• TASK STATEMENT:
Gather every line from the entries below that includes "clicks".

• RECORDS TO USE:
____________________

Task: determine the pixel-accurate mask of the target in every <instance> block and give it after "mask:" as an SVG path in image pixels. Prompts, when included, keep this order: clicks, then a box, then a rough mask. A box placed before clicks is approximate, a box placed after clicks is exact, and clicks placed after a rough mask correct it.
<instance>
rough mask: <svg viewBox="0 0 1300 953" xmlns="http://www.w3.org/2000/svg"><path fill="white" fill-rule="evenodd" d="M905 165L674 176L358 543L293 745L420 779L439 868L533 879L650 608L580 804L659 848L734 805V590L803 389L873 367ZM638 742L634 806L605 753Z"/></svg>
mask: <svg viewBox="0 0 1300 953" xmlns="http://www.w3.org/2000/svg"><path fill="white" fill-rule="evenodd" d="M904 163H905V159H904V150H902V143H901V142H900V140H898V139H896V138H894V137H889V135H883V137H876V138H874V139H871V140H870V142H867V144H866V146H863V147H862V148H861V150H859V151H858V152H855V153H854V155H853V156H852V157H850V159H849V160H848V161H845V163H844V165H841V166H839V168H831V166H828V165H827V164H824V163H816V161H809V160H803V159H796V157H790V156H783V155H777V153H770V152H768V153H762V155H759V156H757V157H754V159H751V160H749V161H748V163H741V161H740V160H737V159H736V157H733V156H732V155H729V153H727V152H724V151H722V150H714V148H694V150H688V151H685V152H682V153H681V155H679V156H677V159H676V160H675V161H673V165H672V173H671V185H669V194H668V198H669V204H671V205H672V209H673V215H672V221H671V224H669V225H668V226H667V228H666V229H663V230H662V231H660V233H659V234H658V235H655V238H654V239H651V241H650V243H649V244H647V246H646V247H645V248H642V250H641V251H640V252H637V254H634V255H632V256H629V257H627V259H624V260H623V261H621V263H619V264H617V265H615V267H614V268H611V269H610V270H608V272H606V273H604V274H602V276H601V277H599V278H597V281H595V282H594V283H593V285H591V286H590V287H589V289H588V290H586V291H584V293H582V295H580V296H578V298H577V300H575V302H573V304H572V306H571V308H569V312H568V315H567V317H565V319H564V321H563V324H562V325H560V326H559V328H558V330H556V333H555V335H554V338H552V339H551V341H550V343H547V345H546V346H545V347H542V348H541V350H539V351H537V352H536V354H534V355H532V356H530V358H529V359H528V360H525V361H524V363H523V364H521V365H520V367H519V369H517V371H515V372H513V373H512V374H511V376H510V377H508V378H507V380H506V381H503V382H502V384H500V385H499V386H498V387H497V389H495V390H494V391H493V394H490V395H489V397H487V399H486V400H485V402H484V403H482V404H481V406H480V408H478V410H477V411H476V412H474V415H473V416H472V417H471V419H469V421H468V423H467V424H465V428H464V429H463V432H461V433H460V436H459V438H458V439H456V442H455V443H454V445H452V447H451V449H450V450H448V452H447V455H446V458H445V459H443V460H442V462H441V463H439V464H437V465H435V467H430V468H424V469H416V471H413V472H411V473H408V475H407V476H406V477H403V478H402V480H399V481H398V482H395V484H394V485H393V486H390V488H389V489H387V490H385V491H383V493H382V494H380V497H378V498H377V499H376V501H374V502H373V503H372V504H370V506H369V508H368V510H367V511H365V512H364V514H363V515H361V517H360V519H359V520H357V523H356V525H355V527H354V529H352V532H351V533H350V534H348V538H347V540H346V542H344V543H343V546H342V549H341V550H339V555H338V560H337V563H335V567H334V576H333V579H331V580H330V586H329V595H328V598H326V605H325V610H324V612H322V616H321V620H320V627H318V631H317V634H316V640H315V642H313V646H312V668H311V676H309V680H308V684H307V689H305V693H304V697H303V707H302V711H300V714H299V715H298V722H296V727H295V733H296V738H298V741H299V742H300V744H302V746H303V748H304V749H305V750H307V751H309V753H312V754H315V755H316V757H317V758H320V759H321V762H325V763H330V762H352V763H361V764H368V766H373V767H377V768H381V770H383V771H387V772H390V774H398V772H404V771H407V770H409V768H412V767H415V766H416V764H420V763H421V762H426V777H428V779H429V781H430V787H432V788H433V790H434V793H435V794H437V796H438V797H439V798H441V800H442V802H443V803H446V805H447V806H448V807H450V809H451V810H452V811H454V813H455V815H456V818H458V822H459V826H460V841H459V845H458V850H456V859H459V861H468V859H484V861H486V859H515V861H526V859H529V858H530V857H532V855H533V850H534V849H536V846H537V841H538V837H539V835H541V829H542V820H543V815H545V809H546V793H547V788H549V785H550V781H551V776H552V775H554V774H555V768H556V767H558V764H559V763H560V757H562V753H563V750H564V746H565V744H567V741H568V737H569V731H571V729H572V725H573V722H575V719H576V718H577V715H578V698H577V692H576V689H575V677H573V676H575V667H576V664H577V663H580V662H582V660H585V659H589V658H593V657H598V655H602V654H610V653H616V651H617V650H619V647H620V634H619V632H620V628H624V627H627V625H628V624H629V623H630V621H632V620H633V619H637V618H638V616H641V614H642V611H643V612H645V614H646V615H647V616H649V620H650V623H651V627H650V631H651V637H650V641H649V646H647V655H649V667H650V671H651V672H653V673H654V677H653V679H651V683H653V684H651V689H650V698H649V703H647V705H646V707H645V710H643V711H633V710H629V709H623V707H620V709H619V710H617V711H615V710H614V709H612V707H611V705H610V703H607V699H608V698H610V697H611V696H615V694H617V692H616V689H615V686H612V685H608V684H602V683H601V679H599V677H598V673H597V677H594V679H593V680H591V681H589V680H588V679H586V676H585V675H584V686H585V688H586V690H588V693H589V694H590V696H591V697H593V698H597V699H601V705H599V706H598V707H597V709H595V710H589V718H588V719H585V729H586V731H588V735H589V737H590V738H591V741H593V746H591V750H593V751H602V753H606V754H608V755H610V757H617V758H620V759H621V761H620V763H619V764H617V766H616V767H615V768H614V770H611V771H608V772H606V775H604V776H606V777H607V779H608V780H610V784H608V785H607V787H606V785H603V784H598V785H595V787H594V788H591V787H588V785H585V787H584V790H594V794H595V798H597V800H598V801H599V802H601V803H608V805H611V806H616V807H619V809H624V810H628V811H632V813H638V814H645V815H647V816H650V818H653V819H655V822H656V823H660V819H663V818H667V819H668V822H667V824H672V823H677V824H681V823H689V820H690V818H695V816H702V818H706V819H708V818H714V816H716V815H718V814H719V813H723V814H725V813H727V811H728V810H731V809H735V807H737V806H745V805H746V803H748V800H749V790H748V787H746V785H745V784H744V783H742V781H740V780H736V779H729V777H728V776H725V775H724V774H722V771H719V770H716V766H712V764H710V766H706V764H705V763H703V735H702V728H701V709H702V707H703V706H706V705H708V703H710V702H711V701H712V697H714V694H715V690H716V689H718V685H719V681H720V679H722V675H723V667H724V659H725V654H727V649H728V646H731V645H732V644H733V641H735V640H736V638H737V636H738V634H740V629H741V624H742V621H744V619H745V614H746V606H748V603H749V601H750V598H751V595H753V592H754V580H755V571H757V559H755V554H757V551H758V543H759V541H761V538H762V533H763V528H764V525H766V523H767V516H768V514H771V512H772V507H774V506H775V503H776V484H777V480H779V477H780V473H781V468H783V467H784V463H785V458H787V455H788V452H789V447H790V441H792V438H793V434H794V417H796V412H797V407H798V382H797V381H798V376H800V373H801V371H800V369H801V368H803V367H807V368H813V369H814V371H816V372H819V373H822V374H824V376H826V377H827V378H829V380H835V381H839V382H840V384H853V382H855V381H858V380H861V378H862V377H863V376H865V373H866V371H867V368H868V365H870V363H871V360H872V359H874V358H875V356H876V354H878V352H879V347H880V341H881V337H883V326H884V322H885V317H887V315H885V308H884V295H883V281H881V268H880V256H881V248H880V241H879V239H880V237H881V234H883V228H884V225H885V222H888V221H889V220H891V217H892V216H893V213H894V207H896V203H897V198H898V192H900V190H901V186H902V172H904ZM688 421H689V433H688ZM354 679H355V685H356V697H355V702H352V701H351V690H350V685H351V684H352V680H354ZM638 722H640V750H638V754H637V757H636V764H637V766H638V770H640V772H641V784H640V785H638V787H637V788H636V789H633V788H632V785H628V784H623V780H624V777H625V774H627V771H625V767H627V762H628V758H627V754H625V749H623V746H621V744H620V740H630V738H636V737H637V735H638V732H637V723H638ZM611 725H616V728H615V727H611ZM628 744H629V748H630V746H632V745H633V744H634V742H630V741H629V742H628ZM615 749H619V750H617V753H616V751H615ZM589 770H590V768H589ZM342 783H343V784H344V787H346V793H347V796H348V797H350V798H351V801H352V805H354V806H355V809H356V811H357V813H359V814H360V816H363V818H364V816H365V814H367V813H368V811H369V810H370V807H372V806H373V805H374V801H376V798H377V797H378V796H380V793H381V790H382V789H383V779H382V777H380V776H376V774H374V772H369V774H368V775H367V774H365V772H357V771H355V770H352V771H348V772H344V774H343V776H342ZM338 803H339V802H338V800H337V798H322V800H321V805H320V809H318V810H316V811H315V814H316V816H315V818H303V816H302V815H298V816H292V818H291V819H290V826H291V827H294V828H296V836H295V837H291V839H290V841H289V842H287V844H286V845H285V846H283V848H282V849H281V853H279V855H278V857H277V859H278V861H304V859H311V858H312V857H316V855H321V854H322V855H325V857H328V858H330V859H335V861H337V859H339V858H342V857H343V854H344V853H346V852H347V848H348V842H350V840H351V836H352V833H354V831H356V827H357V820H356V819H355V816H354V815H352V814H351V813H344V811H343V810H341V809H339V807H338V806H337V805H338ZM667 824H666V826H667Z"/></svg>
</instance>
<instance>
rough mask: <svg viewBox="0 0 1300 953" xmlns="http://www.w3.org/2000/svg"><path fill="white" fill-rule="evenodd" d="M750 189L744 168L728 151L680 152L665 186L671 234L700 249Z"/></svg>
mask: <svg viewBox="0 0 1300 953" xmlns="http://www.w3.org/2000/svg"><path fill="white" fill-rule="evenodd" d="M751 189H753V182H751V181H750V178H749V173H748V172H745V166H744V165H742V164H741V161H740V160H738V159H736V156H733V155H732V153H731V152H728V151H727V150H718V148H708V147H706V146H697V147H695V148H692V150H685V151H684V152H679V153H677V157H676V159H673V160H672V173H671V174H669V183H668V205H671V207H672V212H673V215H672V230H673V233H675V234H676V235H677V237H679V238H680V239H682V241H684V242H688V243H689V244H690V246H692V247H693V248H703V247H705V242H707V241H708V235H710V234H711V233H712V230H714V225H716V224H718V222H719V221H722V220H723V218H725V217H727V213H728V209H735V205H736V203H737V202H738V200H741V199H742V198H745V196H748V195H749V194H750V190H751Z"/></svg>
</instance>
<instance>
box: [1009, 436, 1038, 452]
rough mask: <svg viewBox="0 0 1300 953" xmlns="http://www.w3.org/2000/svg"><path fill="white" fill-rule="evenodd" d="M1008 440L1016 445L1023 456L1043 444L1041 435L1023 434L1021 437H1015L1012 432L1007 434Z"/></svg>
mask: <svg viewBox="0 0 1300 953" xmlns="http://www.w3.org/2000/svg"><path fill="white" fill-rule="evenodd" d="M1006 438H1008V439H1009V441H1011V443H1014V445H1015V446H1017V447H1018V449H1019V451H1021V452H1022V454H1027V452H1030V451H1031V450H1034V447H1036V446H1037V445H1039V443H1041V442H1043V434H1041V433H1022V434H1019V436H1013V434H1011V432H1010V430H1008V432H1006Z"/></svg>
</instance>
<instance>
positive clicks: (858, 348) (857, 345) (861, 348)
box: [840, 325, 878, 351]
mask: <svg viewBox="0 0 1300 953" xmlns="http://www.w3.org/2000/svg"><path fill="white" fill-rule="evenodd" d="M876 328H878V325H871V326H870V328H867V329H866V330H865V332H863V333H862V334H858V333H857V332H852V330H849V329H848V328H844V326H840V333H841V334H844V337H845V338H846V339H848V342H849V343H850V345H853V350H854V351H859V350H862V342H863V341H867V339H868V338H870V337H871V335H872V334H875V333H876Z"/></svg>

____________________

• FINAL ANSWER:
Task: determine the pixel-accurate mask of the target in every <instance> block and give it after "mask:" as an SVG path in image pixels. Prompts, when included, keep this order: clicks, then a box, then a rough mask. A box placed before clicks is approximate, a box placed after clicks is exact, and clicks placed after a rough mask correct it.
positive clicks: (858, 348) (857, 345) (861, 348)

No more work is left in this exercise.